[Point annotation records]
+ + + +

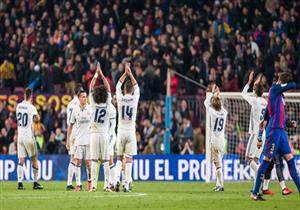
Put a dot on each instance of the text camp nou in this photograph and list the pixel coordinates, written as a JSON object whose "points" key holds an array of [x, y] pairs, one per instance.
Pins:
{"points": [[40, 101]]}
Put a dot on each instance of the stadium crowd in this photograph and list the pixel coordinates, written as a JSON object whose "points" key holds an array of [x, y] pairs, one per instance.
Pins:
{"points": [[52, 45]]}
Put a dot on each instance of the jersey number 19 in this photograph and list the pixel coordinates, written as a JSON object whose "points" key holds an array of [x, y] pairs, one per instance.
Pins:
{"points": [[219, 124]]}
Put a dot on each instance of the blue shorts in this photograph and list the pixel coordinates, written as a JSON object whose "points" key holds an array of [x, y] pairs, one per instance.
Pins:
{"points": [[276, 143]]}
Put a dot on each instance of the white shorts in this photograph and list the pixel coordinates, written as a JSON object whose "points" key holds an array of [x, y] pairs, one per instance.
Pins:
{"points": [[126, 143], [252, 151], [99, 145], [27, 146], [72, 146], [112, 144], [82, 152], [217, 155]]}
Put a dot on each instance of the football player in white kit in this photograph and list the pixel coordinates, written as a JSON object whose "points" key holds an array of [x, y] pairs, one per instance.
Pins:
{"points": [[112, 142], [26, 115], [126, 139], [70, 147], [80, 122], [100, 100], [217, 116], [258, 108]]}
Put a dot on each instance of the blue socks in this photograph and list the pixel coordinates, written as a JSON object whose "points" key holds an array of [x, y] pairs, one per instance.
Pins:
{"points": [[293, 172], [260, 176]]}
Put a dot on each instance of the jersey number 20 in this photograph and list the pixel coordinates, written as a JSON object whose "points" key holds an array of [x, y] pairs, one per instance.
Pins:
{"points": [[22, 119], [219, 124]]}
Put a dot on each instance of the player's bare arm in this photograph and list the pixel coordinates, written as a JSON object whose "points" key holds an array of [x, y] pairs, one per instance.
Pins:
{"points": [[129, 73], [93, 81], [250, 80], [123, 77], [105, 82], [69, 131]]}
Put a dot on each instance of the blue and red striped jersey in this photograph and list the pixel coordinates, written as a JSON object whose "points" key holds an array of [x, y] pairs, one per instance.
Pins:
{"points": [[276, 104]]}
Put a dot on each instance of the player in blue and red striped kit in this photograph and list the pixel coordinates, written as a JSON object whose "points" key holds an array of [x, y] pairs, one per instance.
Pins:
{"points": [[276, 136]]}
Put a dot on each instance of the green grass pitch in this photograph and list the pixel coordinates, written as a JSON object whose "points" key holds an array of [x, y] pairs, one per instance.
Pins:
{"points": [[146, 195]]}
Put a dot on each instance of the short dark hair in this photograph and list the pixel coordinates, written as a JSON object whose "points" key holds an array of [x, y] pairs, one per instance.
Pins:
{"points": [[78, 88], [285, 77], [28, 93], [258, 89], [128, 86], [216, 103], [80, 91], [100, 94]]}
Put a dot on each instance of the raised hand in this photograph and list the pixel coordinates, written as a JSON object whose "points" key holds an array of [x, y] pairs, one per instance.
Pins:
{"points": [[251, 75], [128, 69], [217, 90], [258, 79], [213, 88], [99, 70]]}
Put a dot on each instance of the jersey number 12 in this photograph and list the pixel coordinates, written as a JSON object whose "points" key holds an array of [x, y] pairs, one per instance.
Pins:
{"points": [[127, 111], [100, 113]]}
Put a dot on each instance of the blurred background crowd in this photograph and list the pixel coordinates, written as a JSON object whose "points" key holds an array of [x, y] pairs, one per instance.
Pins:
{"points": [[51, 46]]}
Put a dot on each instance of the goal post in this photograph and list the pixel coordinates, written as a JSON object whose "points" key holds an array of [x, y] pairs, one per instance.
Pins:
{"points": [[236, 135]]}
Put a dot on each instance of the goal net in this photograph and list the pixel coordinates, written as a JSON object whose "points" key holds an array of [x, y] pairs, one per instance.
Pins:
{"points": [[236, 136]]}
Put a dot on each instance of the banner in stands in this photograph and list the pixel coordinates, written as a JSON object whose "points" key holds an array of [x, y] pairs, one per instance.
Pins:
{"points": [[145, 168], [41, 101]]}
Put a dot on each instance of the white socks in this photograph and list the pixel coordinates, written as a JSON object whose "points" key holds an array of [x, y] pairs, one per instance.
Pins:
{"points": [[93, 174], [282, 185], [106, 173], [78, 175], [112, 173], [123, 176], [35, 172], [71, 169], [20, 173], [118, 170], [88, 173], [254, 166], [220, 177], [128, 171]]}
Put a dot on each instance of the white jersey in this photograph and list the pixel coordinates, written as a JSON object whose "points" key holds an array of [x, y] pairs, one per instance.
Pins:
{"points": [[71, 106], [100, 115], [127, 107], [25, 112], [216, 123], [80, 119], [258, 109]]}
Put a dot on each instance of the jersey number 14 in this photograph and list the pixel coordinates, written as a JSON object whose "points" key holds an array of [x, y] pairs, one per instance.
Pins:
{"points": [[99, 115], [127, 111]]}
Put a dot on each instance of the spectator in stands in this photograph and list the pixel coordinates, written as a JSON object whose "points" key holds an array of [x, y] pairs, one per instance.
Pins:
{"points": [[7, 74]]}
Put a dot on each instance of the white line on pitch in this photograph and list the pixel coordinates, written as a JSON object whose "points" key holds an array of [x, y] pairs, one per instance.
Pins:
{"points": [[93, 196]]}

+ + + +

● **Objective**:
Return only the lines running from the line with "Put a dot on each instance of the jersey number 14" to the last line of the records, both included, exactly as written.

● **Right answer**:
Put a dot on each instance of the jersey number 14 in this photograph and list the pixel coordinates, written as a JSON object whose "points" key holds an array of [x, y] pairs, one per instance.
Pins:
{"points": [[99, 115], [127, 111]]}
Put a dot on each instance of the spectator in stands in this photograph and list the pixel coordinates, written as a JSON object whose "points" key holds an array of [x, y] pairs, one per instance.
Pins:
{"points": [[7, 74]]}
Put a dot on each instance of the white line on pitch in this photograph and list the pixel coordinates, written as a JSON object whose "points" key holds an array of [x, y] pairs, one per instance.
Pins:
{"points": [[93, 196]]}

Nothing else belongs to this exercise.